From Best of 2016, Top Category on the Rise: New Zealand Chardonnay

Jan 11, 2017 | Blog

Among the highlights of my 2016 was an opportunity to return as a senior international judge for the Air New Zealand Wine Awards in Auckland.  Judging this competition in 1999 was one of the most illuminating early experiences in my work in wine, one that disclosed a breadth of excellence and potential that was simply impossible to appreciate fully based on the relatively limited selection of New Zealand wines available for tasting in the USA.  Equally illuminating in 1999 was the professionalism of the judges and the judging, and the caliber of the Awards in 2016 was even more impressive in 2016 under the direction of Michael Brajkovich MW, the Chair of Judges.

- Given data
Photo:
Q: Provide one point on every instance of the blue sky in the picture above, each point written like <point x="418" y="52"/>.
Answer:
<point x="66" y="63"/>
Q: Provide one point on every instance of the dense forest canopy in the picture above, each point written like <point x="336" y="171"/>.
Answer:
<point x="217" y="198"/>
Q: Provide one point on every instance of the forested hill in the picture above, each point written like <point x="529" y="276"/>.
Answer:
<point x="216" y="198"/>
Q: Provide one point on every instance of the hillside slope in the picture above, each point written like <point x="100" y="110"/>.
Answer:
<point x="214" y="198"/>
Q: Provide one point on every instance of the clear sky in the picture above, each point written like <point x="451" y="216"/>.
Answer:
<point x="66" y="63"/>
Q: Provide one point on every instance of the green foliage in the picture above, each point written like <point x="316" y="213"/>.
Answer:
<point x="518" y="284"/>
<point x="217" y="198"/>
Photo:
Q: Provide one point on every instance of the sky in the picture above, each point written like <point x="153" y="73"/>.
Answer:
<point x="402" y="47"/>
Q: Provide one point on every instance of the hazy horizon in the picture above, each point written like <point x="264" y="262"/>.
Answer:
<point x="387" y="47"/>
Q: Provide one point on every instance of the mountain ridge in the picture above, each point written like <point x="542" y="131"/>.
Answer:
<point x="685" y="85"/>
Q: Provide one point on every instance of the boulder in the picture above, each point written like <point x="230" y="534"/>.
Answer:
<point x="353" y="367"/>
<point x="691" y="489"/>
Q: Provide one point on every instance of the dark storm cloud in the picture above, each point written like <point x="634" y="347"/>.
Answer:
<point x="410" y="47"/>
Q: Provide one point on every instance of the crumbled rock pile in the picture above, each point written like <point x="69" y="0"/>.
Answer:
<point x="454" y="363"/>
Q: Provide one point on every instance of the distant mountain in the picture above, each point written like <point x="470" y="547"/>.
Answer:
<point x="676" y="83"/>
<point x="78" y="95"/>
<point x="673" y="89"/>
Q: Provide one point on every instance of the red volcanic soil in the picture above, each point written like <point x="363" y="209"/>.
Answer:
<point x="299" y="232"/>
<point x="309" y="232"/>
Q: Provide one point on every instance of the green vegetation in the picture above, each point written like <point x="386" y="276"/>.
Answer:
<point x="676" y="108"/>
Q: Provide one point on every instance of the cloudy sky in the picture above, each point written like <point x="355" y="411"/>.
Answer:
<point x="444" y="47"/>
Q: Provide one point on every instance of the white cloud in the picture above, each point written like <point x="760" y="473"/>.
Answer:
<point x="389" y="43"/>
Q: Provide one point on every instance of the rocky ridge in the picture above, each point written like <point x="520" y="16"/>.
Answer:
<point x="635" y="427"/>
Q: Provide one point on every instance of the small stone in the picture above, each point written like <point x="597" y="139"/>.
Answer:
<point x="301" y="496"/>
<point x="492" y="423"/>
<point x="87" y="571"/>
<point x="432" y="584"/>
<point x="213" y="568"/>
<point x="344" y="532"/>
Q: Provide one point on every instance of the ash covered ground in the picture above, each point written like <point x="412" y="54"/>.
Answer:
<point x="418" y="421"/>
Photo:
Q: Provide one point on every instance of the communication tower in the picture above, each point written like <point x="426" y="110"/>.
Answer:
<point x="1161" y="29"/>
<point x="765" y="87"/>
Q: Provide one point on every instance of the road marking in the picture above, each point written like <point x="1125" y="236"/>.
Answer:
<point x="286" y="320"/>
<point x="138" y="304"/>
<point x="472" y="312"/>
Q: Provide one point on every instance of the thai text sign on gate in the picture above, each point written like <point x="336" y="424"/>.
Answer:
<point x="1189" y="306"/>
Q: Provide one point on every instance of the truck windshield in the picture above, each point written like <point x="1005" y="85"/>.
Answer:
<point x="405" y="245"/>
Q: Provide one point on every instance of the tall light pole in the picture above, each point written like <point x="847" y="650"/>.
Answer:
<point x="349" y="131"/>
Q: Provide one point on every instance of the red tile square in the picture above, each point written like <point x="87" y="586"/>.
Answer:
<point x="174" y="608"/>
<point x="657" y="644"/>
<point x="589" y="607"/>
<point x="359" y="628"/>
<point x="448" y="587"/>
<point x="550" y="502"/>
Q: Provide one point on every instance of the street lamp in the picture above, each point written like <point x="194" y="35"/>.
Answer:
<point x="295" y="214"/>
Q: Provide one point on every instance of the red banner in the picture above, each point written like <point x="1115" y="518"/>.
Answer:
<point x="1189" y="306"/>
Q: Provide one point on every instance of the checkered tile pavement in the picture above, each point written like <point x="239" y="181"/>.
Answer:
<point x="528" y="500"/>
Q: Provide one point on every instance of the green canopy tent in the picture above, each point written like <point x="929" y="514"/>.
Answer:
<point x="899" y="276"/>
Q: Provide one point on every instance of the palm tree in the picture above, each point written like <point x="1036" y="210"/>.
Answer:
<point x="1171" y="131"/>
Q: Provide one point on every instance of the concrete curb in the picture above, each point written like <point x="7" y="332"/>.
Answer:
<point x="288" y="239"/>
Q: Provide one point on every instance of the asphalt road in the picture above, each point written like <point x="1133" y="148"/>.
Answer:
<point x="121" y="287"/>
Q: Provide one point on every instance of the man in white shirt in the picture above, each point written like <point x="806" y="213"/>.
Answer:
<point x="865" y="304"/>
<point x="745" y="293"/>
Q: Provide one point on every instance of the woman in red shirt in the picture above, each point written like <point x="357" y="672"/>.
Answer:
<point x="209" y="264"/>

- Set exercise
Please reproduce the New Zealand Chardonnay blog post above word for word, from its title line through its final sentence.

- Completed task
From Best of 2016, Top Category on the Rise: New Zealand Chardonnay

Jan 11, 2017 | Blog

Among the highlights of my 2016 was an opportunity to return as a senior international judge for the Air New Zealand Wine Awards in Auckland.  Judging this competition in 1999 was one of the most illuminating early experiences in my work in wine, one that disclosed a breadth of excellence and potential that was simply impossible to appreciate fully based on the relatively limited selection of New Zealand wines available for tasting in the USA.  Equally illuminating in 1999 was the professionalism of the judges and the judging, and the caliber of the Awards in 2016 was even more impressive in 2016 under the direction of Michael Brajkovich MW, the Chair of Judges.